[Opening RECORDS SUPPLIED section]
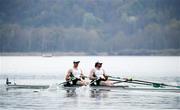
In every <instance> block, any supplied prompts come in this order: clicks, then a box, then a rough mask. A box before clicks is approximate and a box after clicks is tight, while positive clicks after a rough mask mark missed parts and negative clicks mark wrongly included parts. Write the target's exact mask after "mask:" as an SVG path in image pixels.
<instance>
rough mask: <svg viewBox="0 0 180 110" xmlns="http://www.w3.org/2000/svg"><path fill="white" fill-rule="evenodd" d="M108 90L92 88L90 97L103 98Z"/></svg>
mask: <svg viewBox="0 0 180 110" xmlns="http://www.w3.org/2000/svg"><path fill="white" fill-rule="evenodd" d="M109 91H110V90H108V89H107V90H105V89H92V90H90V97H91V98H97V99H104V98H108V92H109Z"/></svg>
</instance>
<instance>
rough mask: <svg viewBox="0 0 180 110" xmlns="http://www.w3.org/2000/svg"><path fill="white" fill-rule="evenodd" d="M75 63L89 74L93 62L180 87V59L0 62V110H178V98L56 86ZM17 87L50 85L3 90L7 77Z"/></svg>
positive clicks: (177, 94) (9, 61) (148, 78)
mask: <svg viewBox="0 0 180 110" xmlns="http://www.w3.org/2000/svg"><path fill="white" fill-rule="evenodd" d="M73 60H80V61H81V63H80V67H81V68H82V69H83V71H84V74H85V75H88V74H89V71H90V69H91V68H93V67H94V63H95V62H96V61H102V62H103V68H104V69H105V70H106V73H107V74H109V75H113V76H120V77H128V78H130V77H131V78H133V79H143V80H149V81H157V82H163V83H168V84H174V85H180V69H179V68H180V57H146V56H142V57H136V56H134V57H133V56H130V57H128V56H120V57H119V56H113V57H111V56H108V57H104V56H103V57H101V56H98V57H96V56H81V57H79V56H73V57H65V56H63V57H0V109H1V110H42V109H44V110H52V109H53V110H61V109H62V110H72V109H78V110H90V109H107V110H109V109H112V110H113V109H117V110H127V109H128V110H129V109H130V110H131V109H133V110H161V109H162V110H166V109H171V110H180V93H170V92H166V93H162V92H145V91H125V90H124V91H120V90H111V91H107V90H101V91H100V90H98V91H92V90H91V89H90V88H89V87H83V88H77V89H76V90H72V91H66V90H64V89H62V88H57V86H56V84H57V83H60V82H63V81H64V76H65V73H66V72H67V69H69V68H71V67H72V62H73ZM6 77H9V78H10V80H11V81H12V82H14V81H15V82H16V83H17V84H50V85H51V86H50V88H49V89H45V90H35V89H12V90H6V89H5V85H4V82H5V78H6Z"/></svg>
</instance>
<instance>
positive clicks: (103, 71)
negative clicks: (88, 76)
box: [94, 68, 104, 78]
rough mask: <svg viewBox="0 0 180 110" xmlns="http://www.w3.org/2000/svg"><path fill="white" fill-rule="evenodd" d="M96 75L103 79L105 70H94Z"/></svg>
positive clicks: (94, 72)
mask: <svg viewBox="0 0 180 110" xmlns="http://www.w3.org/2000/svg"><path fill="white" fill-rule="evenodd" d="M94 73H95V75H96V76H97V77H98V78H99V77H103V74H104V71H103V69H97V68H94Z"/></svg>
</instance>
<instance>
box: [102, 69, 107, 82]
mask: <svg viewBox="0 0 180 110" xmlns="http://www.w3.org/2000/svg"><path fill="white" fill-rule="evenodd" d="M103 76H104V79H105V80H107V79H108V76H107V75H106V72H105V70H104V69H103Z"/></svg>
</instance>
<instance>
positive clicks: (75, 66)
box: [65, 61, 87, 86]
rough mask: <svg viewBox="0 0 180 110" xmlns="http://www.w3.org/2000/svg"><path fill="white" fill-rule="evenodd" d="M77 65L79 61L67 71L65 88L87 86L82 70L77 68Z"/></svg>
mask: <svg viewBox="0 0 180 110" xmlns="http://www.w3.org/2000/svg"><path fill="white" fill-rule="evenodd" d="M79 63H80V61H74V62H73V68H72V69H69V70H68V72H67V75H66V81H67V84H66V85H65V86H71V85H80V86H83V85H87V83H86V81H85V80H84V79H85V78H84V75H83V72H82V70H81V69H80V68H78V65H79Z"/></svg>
[Closing RECORDS SUPPLIED section]
[Opening RECORDS SUPPLIED section]
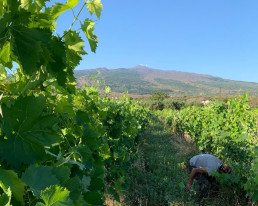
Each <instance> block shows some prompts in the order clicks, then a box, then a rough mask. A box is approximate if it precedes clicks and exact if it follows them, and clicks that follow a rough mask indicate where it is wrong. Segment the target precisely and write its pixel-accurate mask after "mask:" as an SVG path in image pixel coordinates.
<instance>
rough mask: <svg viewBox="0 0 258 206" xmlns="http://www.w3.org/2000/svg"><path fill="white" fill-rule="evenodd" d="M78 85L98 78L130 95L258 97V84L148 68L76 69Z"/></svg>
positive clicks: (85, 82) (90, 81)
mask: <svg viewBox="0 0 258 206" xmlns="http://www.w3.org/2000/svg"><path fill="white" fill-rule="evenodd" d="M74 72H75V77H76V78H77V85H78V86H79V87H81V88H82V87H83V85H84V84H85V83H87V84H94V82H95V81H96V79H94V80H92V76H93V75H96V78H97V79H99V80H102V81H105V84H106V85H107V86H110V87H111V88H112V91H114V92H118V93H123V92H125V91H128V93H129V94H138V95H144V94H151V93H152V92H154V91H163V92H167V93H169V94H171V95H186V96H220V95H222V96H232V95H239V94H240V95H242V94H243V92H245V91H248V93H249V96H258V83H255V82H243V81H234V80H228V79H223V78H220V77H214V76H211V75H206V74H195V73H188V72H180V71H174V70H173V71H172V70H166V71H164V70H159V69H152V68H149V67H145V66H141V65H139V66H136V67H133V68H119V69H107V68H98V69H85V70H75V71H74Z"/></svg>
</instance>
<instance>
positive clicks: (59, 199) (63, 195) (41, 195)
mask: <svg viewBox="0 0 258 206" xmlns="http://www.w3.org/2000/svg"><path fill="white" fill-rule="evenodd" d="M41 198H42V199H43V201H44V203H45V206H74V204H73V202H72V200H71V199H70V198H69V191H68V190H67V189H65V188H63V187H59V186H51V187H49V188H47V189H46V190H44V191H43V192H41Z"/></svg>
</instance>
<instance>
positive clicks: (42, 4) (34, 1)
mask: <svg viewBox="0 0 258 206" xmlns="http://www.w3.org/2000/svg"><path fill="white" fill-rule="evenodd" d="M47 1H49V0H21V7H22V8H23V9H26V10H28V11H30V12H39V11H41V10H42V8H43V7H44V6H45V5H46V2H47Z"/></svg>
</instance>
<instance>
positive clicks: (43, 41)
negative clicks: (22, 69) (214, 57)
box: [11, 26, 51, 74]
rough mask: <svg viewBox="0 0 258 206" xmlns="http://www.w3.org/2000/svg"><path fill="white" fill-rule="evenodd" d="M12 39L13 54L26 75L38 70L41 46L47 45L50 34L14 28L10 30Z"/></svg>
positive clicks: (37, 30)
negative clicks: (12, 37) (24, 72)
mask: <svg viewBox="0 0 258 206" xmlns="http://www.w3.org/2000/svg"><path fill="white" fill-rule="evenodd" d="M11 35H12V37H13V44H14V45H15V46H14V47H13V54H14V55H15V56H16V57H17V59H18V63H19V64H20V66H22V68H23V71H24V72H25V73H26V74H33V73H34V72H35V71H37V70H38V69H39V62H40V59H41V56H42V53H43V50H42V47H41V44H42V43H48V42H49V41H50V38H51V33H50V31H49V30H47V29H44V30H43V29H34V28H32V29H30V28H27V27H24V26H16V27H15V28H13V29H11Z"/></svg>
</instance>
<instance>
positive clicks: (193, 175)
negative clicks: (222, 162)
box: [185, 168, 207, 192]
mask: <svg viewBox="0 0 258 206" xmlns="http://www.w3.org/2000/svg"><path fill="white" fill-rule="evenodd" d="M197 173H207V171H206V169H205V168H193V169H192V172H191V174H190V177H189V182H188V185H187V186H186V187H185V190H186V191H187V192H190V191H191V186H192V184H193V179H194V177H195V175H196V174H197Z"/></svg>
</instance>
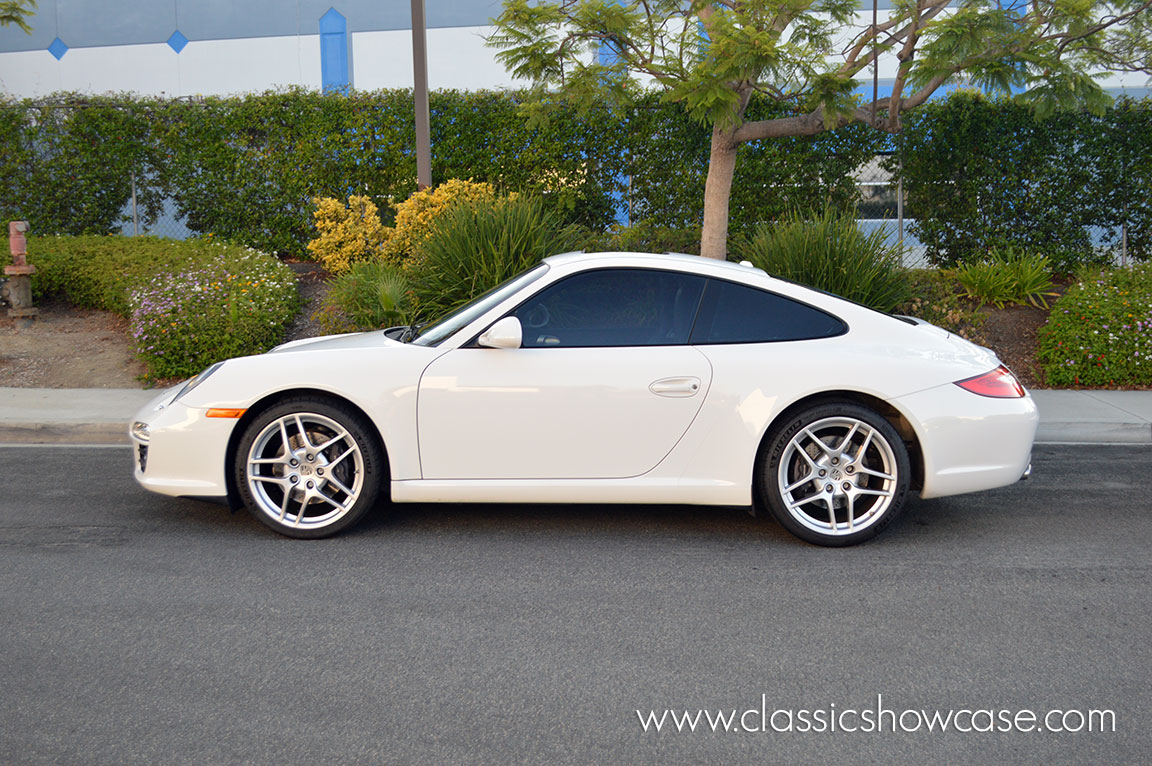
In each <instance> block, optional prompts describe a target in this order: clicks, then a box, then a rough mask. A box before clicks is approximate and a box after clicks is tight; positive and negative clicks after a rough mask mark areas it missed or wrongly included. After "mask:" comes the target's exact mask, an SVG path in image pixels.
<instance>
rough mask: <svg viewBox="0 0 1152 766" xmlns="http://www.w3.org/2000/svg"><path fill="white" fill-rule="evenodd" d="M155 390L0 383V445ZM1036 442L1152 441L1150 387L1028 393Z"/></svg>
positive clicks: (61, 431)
[Closing RECORDS SUPPLIED section]
*EXERCISE INSTRUCTIONS*: Your answer should hold every line of the entries that contains the string "this".

*SOLUTION*:
In every <instance> block, any supplied prompts come in this order: clicks, then a box, then a rough mask. A box before clicks is approximate and a box after clicks is tight, while positive clicks after a rough mask mark missed parts and negative clicks mark wrongly included parts. Write the target's exact mask after "mask:" as an SVG path in image pixels.
In each <instance> block, optional prompts describe a target in this order: clicks, then a box, then a rough mask. A box before clicks is approximate and a box after clicks is tight; positive and negative clicks after a rough mask mark areas it missed or wrongly included. After "mask:" comes the target's exact mask, an SVG path in image pixels.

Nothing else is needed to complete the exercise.